══ Fragmento del documento ══

En 2014 se cumplió (que no celebró) el IV centenario de la publicación
en Tarragona, en casa de Felipe Roberto, del conocido como Quijote de Avellaneda, escrito por un tal licenciado Alonso Fernández
de Avellaneda, natural de la villa de Tordesillas, de quien no se tenía noticia de ninguna otra obra anterior. La novela se tituló Segundo tomo del ingenioso hidalgo don Quixote de la Mancha, que contiene su tercera salida: y es la quinta parte de sus aventuras (los textos en rojo remiten a ediciones digitales). En el
prólogo quedaban claras las intenciones del autor:
Como casi es comedia toda la
historia de don Quijote de la Mancha, no puede ni debe ir sin prólogo; y así,
sale al principio desta segunda parte de sus hazañas éste, menos cacareado y
agresor de sus letores que el que a su primera parte puso Miguel de Cervantes
Saavedra y más humilde que el que segundó en sus Novelas, más satíricas que
ejemplares, si bien no poco ingeniosas.
No le parecerán a él lo son las
razones desta historia, que se prosigue con la autoridad que él la comenzó y
con la copia de fieles relaciones que a su mano llegaron ―y digo mano pues
confiesa de sí que tiene sola una; y hablando tanto de todos, hemos de decir
dél que, como soldado tan viejo en años cuanto mozo en bríos, tiene más lengua
que manos―; pero quéjese de mi trabajo por la ganancia que le quito de su
segunda parte.

═══
══ Datos proporcionados ══

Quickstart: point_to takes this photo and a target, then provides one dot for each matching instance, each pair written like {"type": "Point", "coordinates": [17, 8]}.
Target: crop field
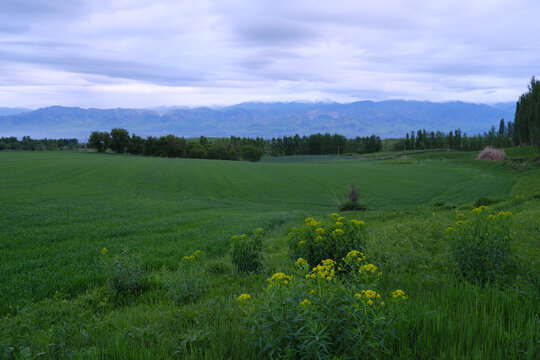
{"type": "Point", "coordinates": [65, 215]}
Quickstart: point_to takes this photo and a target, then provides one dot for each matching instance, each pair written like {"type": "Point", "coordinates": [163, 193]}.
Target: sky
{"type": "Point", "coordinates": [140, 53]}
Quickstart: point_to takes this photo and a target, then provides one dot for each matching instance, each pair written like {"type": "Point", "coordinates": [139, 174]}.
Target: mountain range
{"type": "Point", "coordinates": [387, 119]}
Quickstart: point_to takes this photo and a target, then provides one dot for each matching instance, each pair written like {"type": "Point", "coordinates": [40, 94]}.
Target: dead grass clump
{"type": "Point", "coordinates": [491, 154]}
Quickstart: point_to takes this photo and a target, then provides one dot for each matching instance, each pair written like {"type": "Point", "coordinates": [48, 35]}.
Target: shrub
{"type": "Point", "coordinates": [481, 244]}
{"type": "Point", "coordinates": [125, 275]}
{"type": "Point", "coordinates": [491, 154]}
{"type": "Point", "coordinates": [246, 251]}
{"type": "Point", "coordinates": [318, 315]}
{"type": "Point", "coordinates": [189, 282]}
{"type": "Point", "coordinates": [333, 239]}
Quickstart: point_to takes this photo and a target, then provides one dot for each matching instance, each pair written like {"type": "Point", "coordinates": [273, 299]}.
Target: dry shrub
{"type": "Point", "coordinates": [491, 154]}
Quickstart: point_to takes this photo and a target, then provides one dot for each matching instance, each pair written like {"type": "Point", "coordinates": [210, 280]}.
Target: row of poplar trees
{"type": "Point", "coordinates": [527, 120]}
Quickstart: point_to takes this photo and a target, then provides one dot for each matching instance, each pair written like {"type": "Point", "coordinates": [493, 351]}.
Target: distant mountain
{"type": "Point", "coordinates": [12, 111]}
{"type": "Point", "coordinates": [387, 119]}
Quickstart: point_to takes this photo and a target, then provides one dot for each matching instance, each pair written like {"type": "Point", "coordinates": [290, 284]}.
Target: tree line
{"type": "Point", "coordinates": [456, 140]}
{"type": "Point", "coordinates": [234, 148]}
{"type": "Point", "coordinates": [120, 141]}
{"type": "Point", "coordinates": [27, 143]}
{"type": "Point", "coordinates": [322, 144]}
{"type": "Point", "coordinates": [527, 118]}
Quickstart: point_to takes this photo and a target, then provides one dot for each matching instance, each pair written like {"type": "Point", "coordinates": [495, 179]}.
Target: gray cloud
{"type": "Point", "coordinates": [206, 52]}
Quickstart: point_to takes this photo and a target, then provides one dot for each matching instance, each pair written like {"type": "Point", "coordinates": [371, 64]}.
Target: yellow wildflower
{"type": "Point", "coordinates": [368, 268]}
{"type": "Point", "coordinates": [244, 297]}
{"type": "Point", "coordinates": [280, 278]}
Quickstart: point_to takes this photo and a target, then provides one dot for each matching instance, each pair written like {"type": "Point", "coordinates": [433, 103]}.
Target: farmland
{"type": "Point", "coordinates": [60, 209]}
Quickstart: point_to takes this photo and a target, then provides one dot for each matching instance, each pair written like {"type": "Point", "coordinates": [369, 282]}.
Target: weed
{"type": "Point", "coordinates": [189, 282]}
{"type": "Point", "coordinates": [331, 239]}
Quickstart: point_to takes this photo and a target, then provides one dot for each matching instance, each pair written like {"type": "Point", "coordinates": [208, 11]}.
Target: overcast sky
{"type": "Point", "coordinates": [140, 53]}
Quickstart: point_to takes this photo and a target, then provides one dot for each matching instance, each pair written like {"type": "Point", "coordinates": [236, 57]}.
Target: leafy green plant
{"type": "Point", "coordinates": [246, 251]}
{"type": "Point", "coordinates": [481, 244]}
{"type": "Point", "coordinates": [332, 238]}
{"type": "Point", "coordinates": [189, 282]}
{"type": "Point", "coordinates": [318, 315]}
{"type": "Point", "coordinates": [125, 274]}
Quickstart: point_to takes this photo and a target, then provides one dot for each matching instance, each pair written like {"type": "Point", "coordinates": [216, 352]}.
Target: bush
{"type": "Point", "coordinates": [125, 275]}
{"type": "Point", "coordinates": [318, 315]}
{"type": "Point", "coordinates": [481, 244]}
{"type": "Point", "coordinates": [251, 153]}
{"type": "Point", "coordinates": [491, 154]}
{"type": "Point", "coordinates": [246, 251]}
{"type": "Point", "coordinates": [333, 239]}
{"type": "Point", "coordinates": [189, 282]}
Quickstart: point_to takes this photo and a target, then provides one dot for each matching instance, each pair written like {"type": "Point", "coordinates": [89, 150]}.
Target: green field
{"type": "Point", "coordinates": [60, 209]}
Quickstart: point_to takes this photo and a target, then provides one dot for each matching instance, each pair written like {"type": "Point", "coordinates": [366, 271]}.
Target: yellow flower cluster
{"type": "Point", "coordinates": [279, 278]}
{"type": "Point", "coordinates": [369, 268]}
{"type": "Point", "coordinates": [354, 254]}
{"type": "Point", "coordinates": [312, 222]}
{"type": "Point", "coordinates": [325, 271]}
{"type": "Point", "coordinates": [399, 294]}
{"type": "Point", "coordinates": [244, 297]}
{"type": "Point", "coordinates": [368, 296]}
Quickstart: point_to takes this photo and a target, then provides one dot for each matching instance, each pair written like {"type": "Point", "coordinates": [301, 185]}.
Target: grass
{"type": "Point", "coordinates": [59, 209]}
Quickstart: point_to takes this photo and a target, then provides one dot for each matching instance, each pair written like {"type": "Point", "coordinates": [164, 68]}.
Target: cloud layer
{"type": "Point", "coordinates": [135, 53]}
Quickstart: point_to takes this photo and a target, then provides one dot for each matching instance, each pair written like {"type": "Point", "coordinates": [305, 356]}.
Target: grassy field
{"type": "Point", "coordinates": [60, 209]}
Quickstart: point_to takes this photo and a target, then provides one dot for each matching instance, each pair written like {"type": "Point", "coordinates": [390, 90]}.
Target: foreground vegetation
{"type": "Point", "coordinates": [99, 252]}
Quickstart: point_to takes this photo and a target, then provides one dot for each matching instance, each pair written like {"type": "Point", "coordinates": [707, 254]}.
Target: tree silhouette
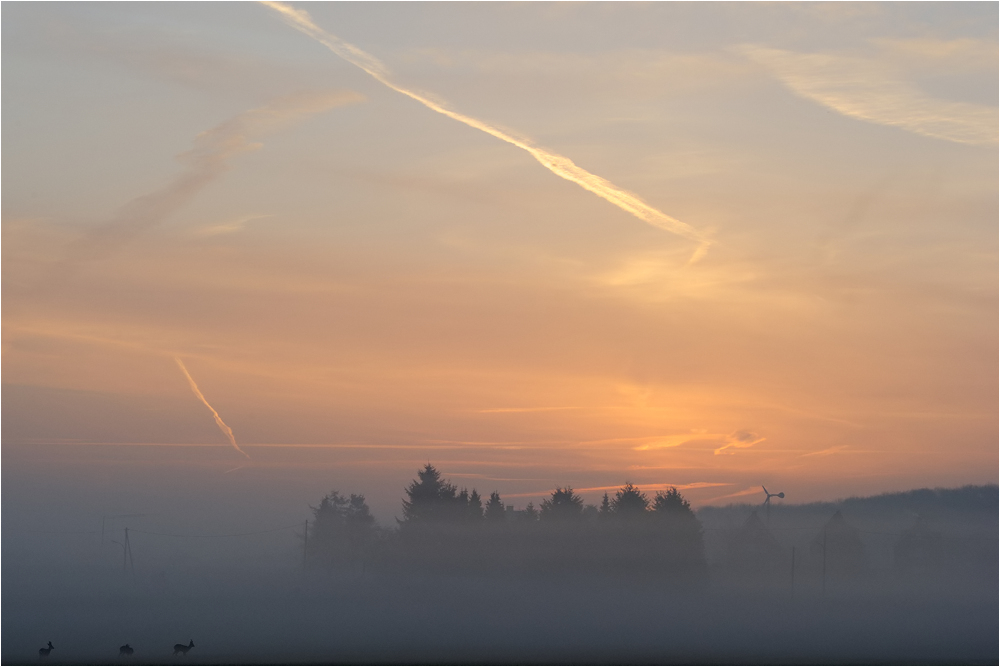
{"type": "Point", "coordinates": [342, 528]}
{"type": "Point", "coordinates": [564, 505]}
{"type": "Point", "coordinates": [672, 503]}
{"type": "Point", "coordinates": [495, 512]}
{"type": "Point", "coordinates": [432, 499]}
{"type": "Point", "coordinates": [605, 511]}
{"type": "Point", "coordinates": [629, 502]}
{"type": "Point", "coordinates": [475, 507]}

═══

Ejercicios —
A. Responde a estas preguntas con lo que afirma el texto sobre el Quijote de Avellaneda:
(i) ¿Qué aniversario de la publicación de la obra se cumplió en 2014?
(ii) ¿De qué villa era natural el licenciado Alonso Fernández de Avellaneda?
(iii) ¿Cómo califica el prólogo las Novelas que menciona?
B. Vuelve a escribir sin ningún cambio el pasaje del texto sobre el Quijote de Avellaneda que empieza con las palabras "No le parecerán" y termina con "segunda parte.".

Respuestas —
A.
(i) El IV centenario de su publicación.
(ii) De la villa de Tordesillas.
(iii) Como «más satíricas que ejemplares, si bien no poco ingeniosas».

B.
No le parecerán a él lo son las
razones desta historia, que se prosigue con la autoridad que él la comenzó y
con la copia de fieles relaciones que a su mano llegaron ―y digo mano pues
confiesa de sí que tiene sola una; y hablando tanto de todos, hemos de decir
dél que, como soldado tan viejo en años cuanto mozo en bríos, tiene más lengua
que manos―; pero quéjese de mi trabajo por la ganancia que le quito de su
segunda parte.